#### WORK TASK:
In the article on Ron de Roode, write out the part that opens with the words "Youth career" and closes with "U-17 / 3 / (0)", swapping "Telstar" for "SC Telstar".
== SELECTED TEXT
Ron de Roode

Personal information
- Date of birth: 20 March 1965
- Place of birth: Leiden, Netherlands
- Date of death: 29 August 2022 (aged 57)
- Place of death: Leiden, Netherlands
- Position(s): Winger

Youth career
- Roodenburg

Senior career*
- Years: Team / Apps / (Gls)
- 1982–1989: FC Den Haag / 177 / (53)
- 1989–1990: Willem II / 32 / (5)
- 1990–1995: Telstar / 56 / (14)
- Total:  / 265 / (73)

International career
- 1981: Netherlands U-17 / 3 / (0)

= Ron de Roode =

Dutch footballer (1965–2022)

Ron de Roode (20 March 1965 – 29 August 2022) was a Dutch footballer who played as a winger.

==Playing career==
===Club===
Born in Leiden, de Roode started his career at local amateur side Roodenburg and joined FC Den Haag in 1982. He became an instant hit with the fans, due to his speed, dribbling skills and his deadly crosses and goals. Den Haag won the 1985–86 Eerste Divisie title undefeated with de Roode scoring 16 goals in that season. He totalled 53 goals in 177 league games for the club, as well as 8 goals in 23 domestic cup matches and 1 goal in 4 Cup Winners' Cup matches.

In 1989, de Roode moved to Willem II, but did not become a regular starter for the club. He played a total of 32 league matches for them, scoring 6 goals.

He joined Eerste Divisie outfit Telstar in late 1990, scoring 41 goals in 98 matches in all competitions for them. While playing for Telstar, he was diagnosed with testicular cancer which effectively ended his professional career.

===International===
De Roode earned three caps for the Netherlands U17 national team in 1981.

==Managerial career==
After retiring as a player, de Roode coached at amateur sides LFC, Stompwijk’92, UVS and DoCoS.
====
== EXCERPTED DATA
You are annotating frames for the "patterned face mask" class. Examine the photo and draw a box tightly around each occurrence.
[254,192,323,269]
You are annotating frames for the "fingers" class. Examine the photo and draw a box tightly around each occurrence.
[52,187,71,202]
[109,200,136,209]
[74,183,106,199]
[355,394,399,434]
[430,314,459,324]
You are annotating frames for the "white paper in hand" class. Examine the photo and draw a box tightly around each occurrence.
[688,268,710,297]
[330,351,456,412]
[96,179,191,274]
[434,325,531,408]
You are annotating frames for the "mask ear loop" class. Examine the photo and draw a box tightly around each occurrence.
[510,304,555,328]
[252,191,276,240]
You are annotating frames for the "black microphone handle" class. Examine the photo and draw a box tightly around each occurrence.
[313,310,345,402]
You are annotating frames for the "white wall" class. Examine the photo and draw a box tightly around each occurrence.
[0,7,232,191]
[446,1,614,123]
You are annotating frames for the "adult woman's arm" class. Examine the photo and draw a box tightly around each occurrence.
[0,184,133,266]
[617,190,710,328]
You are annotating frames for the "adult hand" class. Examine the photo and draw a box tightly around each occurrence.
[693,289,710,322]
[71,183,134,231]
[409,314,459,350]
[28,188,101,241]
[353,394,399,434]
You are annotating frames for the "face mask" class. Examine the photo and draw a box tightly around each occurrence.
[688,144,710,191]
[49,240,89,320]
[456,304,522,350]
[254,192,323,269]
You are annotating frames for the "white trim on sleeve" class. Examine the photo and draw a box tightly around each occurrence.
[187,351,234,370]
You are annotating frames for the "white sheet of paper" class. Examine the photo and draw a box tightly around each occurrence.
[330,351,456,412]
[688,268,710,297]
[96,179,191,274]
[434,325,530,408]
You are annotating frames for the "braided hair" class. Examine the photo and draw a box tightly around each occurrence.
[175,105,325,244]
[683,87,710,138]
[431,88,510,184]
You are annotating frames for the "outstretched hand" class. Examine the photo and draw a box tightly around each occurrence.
====
#### SOLUTION BELOW:
Youth career
- Roodenburg

Senior career*
- Years: Team / Apps / (Gls)
- 1982–1989: FC Den Haag / 177 / (53)
- 1989–1990: Willem II / 32 / (5)
- 1990–1995: SC Telstar / 56 / (14)
- Total:  / 265 / (73)

International career
- 1981: Netherlands U-17 / 3 / (0)